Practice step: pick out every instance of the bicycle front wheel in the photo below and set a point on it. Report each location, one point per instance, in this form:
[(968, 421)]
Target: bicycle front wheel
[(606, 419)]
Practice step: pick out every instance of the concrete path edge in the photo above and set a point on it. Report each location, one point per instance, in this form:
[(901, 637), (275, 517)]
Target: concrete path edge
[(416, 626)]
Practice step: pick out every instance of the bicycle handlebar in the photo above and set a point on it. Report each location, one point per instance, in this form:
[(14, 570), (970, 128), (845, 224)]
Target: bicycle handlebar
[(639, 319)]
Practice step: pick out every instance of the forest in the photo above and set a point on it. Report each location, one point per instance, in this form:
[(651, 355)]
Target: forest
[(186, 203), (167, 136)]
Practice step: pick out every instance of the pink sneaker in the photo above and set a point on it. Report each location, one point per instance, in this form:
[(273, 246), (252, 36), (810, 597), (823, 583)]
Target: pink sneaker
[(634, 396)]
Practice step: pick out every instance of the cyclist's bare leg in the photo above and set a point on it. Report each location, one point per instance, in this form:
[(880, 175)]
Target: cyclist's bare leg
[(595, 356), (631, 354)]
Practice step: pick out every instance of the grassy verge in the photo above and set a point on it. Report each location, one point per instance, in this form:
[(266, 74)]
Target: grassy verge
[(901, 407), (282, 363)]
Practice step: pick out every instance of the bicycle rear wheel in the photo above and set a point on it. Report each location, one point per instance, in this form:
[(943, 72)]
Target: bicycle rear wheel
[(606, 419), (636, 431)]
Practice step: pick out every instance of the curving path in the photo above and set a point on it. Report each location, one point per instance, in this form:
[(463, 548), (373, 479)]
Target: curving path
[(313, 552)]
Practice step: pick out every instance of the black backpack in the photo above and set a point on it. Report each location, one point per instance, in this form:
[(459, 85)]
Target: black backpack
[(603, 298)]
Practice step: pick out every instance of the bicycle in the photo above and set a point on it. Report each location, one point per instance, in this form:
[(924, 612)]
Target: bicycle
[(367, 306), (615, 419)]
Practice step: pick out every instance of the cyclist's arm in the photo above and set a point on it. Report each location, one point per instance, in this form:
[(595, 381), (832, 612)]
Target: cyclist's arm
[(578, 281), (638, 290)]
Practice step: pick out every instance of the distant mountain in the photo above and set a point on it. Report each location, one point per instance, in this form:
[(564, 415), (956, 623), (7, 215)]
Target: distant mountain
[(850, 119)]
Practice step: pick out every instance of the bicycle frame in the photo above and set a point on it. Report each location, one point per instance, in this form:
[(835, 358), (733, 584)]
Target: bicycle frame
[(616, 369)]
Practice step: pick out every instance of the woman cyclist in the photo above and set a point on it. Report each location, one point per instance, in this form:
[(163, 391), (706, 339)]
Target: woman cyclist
======
◆ PROBLEM TO SOLVE ◆
Switch every "Practice step" in the rows above to "Exercise", then write all the rows out again with nothing else altered.

◆ EXERCISE SOLUTION ◆
Exercise: pick out every instance of the bicycle front wheel in the photo below and set a point on it. Report each location, one point per instance, in this form:
[(968, 421)]
Target: bicycle front wheel
[(606, 419)]
Exercise: pick out every instance of the concrete path edge in the photo above and set a point on it. Report each location, one point per instance, in this form:
[(901, 637), (275, 517)]
Target: concrete path edge
[(416, 626)]
Exercise: pick out every instance of the bicycle handlebar in the photo above and set a point on it. Report each location, one point per instance, in this form:
[(14, 570), (970, 128), (845, 224)]
Target: bicycle handlebar
[(639, 319)]
Exercise: pick out every instance of the forest in the photo above and set a point on it. Report each location, one point per instance, in this form:
[(651, 355)]
Target: forest
[(186, 203), (167, 136)]
Exercise: pick out every instance of the pink sneaker in the photo above and set a point on it. Report each location, one point per instance, in this form:
[(273, 246), (252, 36), (810, 597), (823, 583)]
Target: pink sneaker
[(634, 396)]
Exercise: pick out every instance of the cyclist's bare leg in the photo above and set a point on it. Report each location, one point per instance, in this form:
[(880, 175)]
Target: cyclist's bare leg
[(595, 356), (631, 354)]
Exercise: pick out every instance of the grassy verge in the photo above and set a point on it. Report each location, one point per instance, in this form:
[(266, 74)]
Target: grassy verge
[(901, 407), (282, 363)]
Exercise: pick out every instance of the bicycle rear wheel in the photo above and set a point on it. Report each location, one point per instance, in this form:
[(943, 72)]
Target: bicycle rear wheel
[(606, 419), (636, 431)]
Exercise: pick out every instance of the curving path in the photo above and set a point on it. Report each location, one point per instance, in this form:
[(463, 548), (373, 479)]
Target: curving path
[(313, 552)]
Exercise: pick out every instance of the black backpack in the photo above and set a point on it. Report each location, one point per instance, in this form:
[(459, 85)]
Target: black backpack
[(603, 298)]
Exercise: pick out every instance of the bicycle in the photo above and set a point on it. Report each location, one point per instance, in this form:
[(924, 612)]
Target: bicycle
[(367, 306), (615, 419)]
Exercise: pick out every instance of the cyclist's arm in the photo above and set a point on it. Report each location, one point per instance, in this form:
[(595, 381), (832, 612)]
Target: cyclist's arm
[(578, 281), (638, 290)]
Exercise: pick out every instance of the distant mountain in the photo above and set a point on it. Report each location, one point per instance, in this form:
[(564, 415), (956, 623), (7, 215)]
Target: distant mountain
[(850, 119)]
Exercise: pick out every instance of the bicycle frame in the photo above and set a point on it. Report each location, one point per instance, in this form:
[(835, 358), (733, 584)]
Target: bicycle frame
[(616, 369)]
Exercise: pick out every instance of the woman cyclist in the photo above and set a point on it. Report each location, one point per instance, in this form:
[(163, 391), (706, 339)]
Target: woman cyclist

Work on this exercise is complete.